§ **Exercise**
Swap every "situated" in the lines below for "located" and leave everything else unchanged.

§ **Data excerpts**
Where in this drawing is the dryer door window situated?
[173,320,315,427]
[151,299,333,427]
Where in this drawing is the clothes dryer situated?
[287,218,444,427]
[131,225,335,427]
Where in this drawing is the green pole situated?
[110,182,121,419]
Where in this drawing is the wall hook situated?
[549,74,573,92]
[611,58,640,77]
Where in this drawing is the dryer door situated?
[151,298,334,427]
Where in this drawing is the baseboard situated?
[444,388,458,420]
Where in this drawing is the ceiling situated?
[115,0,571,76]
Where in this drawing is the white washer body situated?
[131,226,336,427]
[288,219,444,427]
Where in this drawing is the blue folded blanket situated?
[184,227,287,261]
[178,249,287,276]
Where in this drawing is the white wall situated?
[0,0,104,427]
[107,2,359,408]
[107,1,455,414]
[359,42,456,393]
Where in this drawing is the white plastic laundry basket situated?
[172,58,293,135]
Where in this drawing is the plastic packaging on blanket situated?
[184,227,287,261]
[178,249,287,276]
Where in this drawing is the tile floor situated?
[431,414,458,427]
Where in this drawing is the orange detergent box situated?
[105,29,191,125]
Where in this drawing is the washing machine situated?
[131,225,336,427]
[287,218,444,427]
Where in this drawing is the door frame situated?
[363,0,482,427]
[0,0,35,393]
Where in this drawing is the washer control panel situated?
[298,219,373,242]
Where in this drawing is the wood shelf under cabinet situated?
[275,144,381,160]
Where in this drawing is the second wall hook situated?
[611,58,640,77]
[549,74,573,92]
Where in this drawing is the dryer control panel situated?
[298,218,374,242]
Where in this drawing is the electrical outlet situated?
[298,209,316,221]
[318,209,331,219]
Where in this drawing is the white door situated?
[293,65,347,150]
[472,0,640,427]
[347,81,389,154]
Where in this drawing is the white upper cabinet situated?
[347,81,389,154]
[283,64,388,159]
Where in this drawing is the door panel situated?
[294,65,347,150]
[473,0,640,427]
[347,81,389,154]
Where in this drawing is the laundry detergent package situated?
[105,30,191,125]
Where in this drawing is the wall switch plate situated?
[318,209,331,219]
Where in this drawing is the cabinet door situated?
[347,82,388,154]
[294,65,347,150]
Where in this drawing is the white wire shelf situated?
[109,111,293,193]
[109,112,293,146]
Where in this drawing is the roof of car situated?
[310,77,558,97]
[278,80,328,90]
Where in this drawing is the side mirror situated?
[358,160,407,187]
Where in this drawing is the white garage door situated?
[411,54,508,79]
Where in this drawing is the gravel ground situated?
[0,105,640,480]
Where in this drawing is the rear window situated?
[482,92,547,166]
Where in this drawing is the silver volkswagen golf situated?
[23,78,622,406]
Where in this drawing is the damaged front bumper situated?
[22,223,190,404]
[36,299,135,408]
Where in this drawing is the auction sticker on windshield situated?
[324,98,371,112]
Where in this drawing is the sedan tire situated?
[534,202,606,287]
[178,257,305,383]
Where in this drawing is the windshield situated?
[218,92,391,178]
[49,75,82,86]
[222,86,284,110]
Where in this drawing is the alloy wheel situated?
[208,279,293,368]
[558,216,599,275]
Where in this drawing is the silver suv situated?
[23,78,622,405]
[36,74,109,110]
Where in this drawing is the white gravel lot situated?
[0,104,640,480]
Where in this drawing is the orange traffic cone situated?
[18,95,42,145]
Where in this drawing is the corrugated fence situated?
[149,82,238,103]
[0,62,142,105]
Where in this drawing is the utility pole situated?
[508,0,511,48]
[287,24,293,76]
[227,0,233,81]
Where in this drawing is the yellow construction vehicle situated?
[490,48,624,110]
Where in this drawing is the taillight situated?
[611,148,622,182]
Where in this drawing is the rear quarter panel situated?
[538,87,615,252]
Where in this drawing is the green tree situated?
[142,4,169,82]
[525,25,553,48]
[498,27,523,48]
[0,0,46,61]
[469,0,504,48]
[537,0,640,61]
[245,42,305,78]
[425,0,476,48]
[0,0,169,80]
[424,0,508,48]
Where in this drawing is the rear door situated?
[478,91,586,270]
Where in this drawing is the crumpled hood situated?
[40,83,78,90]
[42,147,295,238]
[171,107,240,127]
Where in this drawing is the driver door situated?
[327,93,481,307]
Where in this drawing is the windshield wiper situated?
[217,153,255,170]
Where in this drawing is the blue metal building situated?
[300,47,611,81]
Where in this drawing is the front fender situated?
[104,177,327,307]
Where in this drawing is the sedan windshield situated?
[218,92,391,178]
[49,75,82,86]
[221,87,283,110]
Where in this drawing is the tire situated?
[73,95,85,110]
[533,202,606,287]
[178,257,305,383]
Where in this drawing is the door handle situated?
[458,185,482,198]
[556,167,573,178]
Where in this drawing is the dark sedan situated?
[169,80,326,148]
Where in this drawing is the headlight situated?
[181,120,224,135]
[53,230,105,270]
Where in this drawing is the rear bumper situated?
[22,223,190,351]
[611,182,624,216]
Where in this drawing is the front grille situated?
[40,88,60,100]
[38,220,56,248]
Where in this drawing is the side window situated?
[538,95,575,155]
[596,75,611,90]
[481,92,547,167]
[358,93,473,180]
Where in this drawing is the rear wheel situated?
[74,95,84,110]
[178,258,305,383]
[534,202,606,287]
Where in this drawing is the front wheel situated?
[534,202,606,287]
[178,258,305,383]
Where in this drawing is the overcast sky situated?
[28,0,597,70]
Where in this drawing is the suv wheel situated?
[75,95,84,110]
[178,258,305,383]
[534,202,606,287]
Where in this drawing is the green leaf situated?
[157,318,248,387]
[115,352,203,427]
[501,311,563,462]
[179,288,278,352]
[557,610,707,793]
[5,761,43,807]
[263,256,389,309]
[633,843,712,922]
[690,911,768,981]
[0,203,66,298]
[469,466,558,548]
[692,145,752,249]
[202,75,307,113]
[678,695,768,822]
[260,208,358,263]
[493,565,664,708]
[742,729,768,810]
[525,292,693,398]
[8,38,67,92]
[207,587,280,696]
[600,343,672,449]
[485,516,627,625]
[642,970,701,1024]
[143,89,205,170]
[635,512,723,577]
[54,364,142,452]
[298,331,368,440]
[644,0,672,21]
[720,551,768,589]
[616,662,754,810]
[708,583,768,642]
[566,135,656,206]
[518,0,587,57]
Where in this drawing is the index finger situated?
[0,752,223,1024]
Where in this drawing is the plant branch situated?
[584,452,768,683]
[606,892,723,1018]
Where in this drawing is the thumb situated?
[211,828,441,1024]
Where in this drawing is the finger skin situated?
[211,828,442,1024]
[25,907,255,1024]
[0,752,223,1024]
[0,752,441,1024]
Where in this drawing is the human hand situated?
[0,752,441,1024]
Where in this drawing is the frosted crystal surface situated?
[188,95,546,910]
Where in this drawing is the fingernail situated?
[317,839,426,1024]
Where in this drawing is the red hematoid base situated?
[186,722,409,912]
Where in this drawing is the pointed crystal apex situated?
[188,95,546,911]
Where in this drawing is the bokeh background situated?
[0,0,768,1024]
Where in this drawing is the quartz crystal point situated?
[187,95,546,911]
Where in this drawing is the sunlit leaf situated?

§ **The reply**
Where in this drawing is the dryer door window located?
[173,320,315,427]
[151,299,333,427]
Where in this drawing is the clothes dryer located?
[287,218,444,427]
[131,225,335,427]
Where in this drawing is the green pole located?
[110,182,121,419]
Where in this drawing is the wall hook located?
[549,74,573,92]
[611,58,640,77]
Where in this drawing is the dryer door located?
[151,298,334,427]
Where in this drawing is the baseboard located?
[444,388,458,420]
Where in this drawing is the ceiling located?
[115,0,571,76]
Where in this drawing is the white washer body located?
[131,226,336,427]
[288,219,444,427]
Where in this drawing is the blue folded blanket located?
[184,227,287,261]
[178,249,287,276]
Where in this drawing is the white wall located?
[0,0,104,427]
[107,2,359,408]
[107,1,455,414]
[359,42,456,393]
Where in this drawing is the white plastic laundry basket located?
[172,58,293,135]
Where in this drawing is the plastic packaging on blanket located?
[184,227,287,261]
[178,249,287,276]
Where in this drawing is the tile floor located?
[431,414,458,427]
Where in this drawing is the orange detergent box located?
[105,29,191,125]
Where in this drawing is the washing machine located?
[131,225,336,427]
[287,218,444,427]
Where in this drawing is the door frame located?
[363,0,482,427]
[0,0,35,393]
Where in this drawing is the washer control panel located?
[298,219,373,242]
Where in this drawing is the wood shelf under cabinet located?
[275,144,381,160]
Where in this drawing is the second wall hook located?
[611,58,640,77]
[549,74,573,92]
Where in this drawing is the dryer control panel located?
[298,218,374,242]
Where in this drawing is the electrical outlet located?
[298,209,316,221]
[318,209,331,219]
Where in this drawing is the white door located?
[293,65,347,150]
[472,0,640,427]
[347,81,389,154]
Where in this drawing is the white upper cabinet located?
[347,81,389,154]
[283,64,388,159]
Where in this drawing is the door panel located?
[294,65,347,150]
[473,0,640,427]
[347,81,389,154]
Where in this drawing is the laundry detergent package located?
[105,30,191,125]
Where in this drawing is the wall switch plate located?
[318,209,331,219]
Where in this drawing is the cabinet door located?
[347,82,388,154]
[294,65,347,150]
Where in this drawing is the white wire shelf located?
[109,111,293,193]
[109,112,293,146]
Where in this drawing is the roof of car located?
[310,77,558,97]
[278,80,328,90]
Where in this drawing is the side mirror located?
[358,160,407,187]
Where in this drawing is the white garage door located?
[411,54,508,79]
Where in this drawing is the gravel ground located?
[0,105,640,480]
Where in this drawing is the rear window located?
[482,92,547,166]
Where in this drawing is the silver volkswagen golf located?
[23,78,622,406]
Where in this drawing is the damaged front bumper located?
[22,223,190,404]
[36,299,135,408]
Where in this drawing is the auction sticker on windshield located?
[324,98,371,112]
Where in this drawing is the sedan tire located?
[534,202,606,287]
[178,257,305,383]
Where in this drawing is the windshield located?
[218,92,391,178]
[49,75,82,86]
[222,86,284,110]
Where in this drawing is the alloy wheel located?
[208,279,293,368]
[558,216,599,275]
Where in this drawing is the silver suv located?
[23,78,622,405]
[36,74,109,110]
Where in this drawing is the white gravel lot located?
[0,104,640,480]
Where in this drawing is the orange traffic cone located?
[18,95,42,145]
Where in this drawing is the corrugated fence located?
[149,82,238,103]
[0,62,142,105]
Where in this drawing is the utility pole located?
[508,0,511,48]
[287,24,293,76]
[227,0,233,81]
Where in this drawing is the yellow construction vehicle located?
[490,48,624,110]
Where in this drawing is the taillight located?
[611,148,622,182]
Where in this drawing is the rear quarter panel located?
[538,87,615,252]
Where in this drawing is the green tree located?
[142,4,169,82]
[525,25,553,48]
[498,27,523,48]
[0,0,46,61]
[469,0,504,48]
[537,0,640,61]
[245,42,305,78]
[425,0,476,48]
[0,0,169,80]
[424,0,508,48]
Where in this drawing is the rear door located?
[478,91,586,270]
Where in this drawing is the crumpled hood located?
[40,83,78,90]
[42,147,295,238]
[171,107,240,127]
Where in this drawing is the driver door located?
[327,93,481,307]
Where in this drawing is the windshield wiper located?
[217,153,255,170]
Where in this drawing is the blue metal building located?
[300,47,611,81]
Where in this drawing is the front fender located?
[104,177,327,307]
Where in this drawing is the sedan windshield located?
[218,92,391,178]
[49,75,82,86]
[221,87,283,110]
Where in this drawing is the tire located?
[73,95,85,110]
[533,202,606,287]
[178,257,305,383]
Where in this drawing is the door handle located?
[458,185,482,198]
[556,167,573,178]
Where in this drawing is the dark sedan located?
[169,80,326,148]
Where in this drawing is the headlight located?
[181,120,224,135]
[53,230,105,270]
Where in this drawing is the rear bumper located?
[22,223,190,351]
[611,182,624,216]
Where in this drawing is the front grille located?
[40,88,60,100]
[38,220,56,248]
Where in this drawing is the side window located?
[538,95,575,155]
[596,75,611,90]
[481,92,547,167]
[358,93,473,180]
Where in this drawing is the rear wheel located?
[74,95,84,110]
[178,258,305,383]
[534,202,606,287]
Where in this drawing is the front wheel located?
[534,202,606,287]
[178,258,305,383]
Where in this drawing is the overcast sky located?
[28,0,597,70]
Where in this drawing is the suv wheel located?
[75,95,84,110]
[178,258,305,383]
[534,202,606,287]
Where in this drawing is the green leaf located?
[157,318,248,387]
[115,352,203,427]
[501,311,563,462]
[179,288,278,352]
[557,610,707,793]
[5,761,43,807]
[263,256,389,309]
[633,843,712,922]
[690,911,768,981]
[0,203,66,298]
[469,466,558,548]
[692,145,752,249]
[202,75,307,113]
[678,695,768,822]
[260,208,358,263]
[493,565,664,708]
[742,729,768,810]
[525,292,693,398]
[8,38,67,92]
[207,587,280,696]
[600,343,672,449]
[485,516,627,625]
[642,970,701,1024]
[143,89,205,170]
[635,512,723,577]
[54,364,142,452]
[298,331,368,440]
[644,0,672,21]
[720,551,768,589]
[616,662,754,810]
[708,583,768,642]
[566,135,656,206]
[518,0,587,57]
Where in this drawing is the index finger located?
[0,752,223,1024]
Where in this drawing is the plant branch located?
[584,452,768,683]
[606,892,723,1018]
Where in this drawing is the thumb located?
[211,828,441,1024]
Where in this drawing is the finger skin located?
[211,828,442,1024]
[25,907,255,1024]
[0,752,223,1024]
[0,752,441,1024]
Where in this drawing is the human hand located?
[0,752,441,1024]
Where in this drawing is the frosted crystal surface located?
[188,95,546,910]
Where in this drawing is the fingernail located?
[317,839,426,1024]
Where in this drawing is the red hematoid base located?
[186,722,409,912]
Where in this drawing is the pointed crystal apex located?
[188,95,546,911]
Where in this drawing is the bokeh background located?
[0,0,768,1024]
Where in this drawing is the quartz crystal point located?
[187,95,546,911]
Where in this drawing is the sunlit leaf located?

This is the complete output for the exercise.